## Aim a
Rewrite the paragraph in the NumPy and Pandas exercises below that begins "Write a complete mini analysis" as a bulleted list of its steps.

Use np.eye(3) for the identity matrix. Multiply with np.dot().
import numpy as np

I = np.eye(3)
print("Identity matrix:\n", I)

v = np.array([5, 10, 15])
result = I @ v
print(f"\nI @ {v} = {result}")
print(f"Same as original? {np.array_equal(v, result)}")
Question 6
Medium
Write Pandas code to read a DataFrame with some missing values and create a summary showing: total rows, missing values per column, and percentage missing per column.
Use isnull().sum() and divide by len(df) * 100.
import pandas as pd
import numpy as np

df = pd.DataFrame({
    'Age': [25, np.nan, 30, np.nan, 28],
    'Salary': [50000, 60000, np.nan, 70000, 55000],
    'City': ['Delhi', None, 'Mumbai', 'Pune', None]
})

print(f"Total rows: {len(df)}")
print(f"\nMissing values:")
for col in df.columns:
    missing = df[col].isnull().sum()
    pct = missing / len(df) * 100
    print(f"  {col}: {missing} ({pct:.0f}%)")
Question 7
Hard
What is the output?
import numpy as np
arr = np.array([[10, 20, 30], [40, 50, 60]])
print(arr.T)
print(arr.T.shape)
T transposes the matrix (swaps rows and columns).
[[10 40] [20 50] [30 60]]
(3, 2)
Question 8
Hard
Write a complete mini analysis: create a DataFrame with 5 students and their marks in 3 subjects, compute total and average marks, sort by average descending, and display the result.
Use df['Total'] = df[['Math', 'Science', 'English']].sum(axis=1) for row-wise sum.

## Aim b
Pick out every line of the listing below that contains the string "railing", and copy each one.

## Data in this exercise
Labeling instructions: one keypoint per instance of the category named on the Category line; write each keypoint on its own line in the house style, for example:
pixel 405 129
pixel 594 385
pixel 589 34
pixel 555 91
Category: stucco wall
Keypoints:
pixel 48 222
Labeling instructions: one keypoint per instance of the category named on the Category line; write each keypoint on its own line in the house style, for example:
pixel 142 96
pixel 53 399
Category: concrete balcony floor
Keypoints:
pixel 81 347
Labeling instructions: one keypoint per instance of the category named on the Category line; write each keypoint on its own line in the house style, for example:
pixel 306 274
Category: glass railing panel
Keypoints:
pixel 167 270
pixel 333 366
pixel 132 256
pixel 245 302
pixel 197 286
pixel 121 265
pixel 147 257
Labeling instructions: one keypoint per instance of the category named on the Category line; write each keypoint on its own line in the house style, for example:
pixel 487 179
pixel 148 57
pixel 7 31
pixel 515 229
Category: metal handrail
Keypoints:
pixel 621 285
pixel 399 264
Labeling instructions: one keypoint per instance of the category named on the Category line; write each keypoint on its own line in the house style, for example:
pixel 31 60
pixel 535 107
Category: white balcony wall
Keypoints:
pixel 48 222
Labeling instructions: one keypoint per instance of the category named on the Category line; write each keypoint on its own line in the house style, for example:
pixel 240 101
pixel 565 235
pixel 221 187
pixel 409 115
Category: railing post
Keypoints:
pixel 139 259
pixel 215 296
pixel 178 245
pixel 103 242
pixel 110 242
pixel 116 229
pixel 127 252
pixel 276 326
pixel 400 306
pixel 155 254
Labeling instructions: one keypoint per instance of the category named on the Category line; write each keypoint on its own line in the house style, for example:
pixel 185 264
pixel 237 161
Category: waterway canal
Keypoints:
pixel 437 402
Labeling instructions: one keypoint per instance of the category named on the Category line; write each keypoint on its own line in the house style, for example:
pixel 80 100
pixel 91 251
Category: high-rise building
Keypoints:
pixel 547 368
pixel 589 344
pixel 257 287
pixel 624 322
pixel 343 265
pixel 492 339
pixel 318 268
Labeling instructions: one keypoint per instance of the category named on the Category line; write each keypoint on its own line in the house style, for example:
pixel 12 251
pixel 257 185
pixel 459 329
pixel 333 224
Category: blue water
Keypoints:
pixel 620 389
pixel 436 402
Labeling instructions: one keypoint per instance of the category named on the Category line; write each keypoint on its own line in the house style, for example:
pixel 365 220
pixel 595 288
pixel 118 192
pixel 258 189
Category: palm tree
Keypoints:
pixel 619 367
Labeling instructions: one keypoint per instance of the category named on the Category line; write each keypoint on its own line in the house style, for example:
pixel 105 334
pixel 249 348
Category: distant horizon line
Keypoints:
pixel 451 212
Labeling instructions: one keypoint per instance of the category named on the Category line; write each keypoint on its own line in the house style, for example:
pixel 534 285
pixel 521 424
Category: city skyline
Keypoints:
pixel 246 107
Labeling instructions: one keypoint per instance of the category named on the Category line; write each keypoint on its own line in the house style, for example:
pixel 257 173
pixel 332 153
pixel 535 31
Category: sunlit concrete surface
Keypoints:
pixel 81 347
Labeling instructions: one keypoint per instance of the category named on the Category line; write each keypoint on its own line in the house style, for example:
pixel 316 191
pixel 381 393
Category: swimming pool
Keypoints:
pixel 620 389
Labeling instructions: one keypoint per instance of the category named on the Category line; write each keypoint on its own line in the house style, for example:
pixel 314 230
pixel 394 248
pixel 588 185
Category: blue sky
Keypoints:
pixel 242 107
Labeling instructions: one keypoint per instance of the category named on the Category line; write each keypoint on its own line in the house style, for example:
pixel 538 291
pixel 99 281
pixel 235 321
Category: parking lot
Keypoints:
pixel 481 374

## Output a
- Create a DataFrame with 5 students and their marks in 3 subjects.
- Compute total and average marks.
- Sort by average, descending.
- Display the result.

## Output b
Category: glass railing panel
Category: railing post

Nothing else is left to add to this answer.